What needs to be done: What lines of the data below include the word "foundation"? Report them by copying each.

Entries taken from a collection
* * * * * * *
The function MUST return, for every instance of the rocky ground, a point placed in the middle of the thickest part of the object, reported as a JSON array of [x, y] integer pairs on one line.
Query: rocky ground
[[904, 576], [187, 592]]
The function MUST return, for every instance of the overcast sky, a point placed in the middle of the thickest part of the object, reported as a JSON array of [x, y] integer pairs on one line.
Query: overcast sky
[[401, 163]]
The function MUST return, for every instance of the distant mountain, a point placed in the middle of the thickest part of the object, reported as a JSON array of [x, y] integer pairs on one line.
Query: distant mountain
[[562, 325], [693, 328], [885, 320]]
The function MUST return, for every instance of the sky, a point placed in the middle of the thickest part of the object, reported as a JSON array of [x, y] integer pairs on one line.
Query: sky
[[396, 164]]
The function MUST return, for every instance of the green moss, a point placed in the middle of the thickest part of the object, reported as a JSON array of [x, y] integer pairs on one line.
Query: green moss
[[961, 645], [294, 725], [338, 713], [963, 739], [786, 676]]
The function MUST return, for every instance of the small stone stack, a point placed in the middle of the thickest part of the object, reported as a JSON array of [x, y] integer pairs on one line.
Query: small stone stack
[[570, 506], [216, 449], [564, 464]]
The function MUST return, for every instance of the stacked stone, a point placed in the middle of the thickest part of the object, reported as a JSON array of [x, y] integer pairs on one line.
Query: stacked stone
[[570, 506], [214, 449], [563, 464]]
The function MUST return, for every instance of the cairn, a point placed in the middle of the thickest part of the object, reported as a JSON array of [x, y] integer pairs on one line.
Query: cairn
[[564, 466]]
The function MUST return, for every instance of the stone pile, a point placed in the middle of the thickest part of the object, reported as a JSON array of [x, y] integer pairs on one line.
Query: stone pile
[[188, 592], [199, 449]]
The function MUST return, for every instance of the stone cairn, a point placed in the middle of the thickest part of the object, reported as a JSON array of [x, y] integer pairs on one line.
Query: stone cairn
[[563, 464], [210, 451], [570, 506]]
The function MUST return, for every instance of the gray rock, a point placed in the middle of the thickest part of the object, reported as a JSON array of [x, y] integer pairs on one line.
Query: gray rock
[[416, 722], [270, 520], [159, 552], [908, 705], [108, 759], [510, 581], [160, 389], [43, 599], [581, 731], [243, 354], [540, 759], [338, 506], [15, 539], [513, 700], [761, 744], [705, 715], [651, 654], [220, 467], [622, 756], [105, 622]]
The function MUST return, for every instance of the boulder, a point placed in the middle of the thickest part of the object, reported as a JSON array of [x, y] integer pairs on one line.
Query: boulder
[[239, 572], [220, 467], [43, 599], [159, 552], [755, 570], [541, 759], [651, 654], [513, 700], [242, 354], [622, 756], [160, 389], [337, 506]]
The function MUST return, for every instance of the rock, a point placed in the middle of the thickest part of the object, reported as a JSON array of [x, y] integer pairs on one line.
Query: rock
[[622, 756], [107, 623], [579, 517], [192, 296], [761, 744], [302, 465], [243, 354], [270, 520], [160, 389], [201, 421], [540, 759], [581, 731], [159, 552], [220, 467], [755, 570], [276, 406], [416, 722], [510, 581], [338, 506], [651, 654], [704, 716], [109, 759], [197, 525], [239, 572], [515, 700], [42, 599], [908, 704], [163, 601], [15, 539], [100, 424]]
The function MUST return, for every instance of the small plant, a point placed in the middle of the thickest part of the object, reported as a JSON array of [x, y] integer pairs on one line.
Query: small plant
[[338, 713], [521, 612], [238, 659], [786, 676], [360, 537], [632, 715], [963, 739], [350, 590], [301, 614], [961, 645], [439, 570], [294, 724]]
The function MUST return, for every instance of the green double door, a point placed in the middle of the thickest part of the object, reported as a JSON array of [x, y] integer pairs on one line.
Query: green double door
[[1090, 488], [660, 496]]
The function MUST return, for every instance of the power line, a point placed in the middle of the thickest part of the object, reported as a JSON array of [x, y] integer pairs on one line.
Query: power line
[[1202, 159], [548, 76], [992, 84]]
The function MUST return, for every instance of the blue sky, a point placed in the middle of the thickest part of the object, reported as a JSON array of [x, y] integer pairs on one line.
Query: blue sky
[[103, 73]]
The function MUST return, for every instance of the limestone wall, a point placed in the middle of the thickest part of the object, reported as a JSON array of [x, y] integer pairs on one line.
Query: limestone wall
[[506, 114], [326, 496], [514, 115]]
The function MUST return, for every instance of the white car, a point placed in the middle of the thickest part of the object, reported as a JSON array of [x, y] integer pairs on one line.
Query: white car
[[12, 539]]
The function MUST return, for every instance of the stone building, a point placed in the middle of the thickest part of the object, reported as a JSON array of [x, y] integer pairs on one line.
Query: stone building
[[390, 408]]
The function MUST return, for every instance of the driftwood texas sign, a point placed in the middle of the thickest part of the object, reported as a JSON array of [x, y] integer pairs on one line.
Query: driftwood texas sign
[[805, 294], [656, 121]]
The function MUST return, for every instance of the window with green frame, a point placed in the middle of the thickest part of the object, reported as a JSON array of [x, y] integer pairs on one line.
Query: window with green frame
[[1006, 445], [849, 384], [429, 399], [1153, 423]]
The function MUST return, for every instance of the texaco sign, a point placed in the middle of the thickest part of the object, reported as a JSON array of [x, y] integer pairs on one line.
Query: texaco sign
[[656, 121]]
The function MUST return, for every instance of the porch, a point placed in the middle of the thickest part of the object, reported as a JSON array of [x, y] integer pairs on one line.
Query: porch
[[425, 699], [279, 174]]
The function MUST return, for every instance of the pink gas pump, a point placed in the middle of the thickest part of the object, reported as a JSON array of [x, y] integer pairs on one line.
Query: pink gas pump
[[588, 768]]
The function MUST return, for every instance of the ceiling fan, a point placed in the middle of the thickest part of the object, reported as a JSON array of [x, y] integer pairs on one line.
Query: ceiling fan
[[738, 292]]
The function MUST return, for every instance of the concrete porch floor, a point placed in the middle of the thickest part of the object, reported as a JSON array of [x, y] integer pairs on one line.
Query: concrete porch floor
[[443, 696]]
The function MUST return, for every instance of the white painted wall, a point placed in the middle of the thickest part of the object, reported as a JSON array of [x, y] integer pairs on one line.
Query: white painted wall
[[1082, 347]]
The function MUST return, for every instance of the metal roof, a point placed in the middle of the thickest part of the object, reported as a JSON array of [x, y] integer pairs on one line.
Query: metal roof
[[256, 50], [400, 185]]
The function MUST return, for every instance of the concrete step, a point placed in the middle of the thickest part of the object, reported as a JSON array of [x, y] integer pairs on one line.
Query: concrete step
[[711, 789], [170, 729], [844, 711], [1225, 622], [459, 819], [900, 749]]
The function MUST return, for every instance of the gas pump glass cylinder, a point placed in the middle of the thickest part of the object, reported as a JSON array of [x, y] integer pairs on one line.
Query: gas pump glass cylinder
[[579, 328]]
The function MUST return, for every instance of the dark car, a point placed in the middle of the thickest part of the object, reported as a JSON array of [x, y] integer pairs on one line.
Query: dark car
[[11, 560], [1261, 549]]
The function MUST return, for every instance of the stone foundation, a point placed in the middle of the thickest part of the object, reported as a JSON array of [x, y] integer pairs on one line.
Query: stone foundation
* * * * * * *
Task output:
The function MUST return, for every instance of the stone foundation, a point placed in the middle of the thickest part of the object, reported as a JSON array of [x, y] integer pairs on one line.
Query: stone foundation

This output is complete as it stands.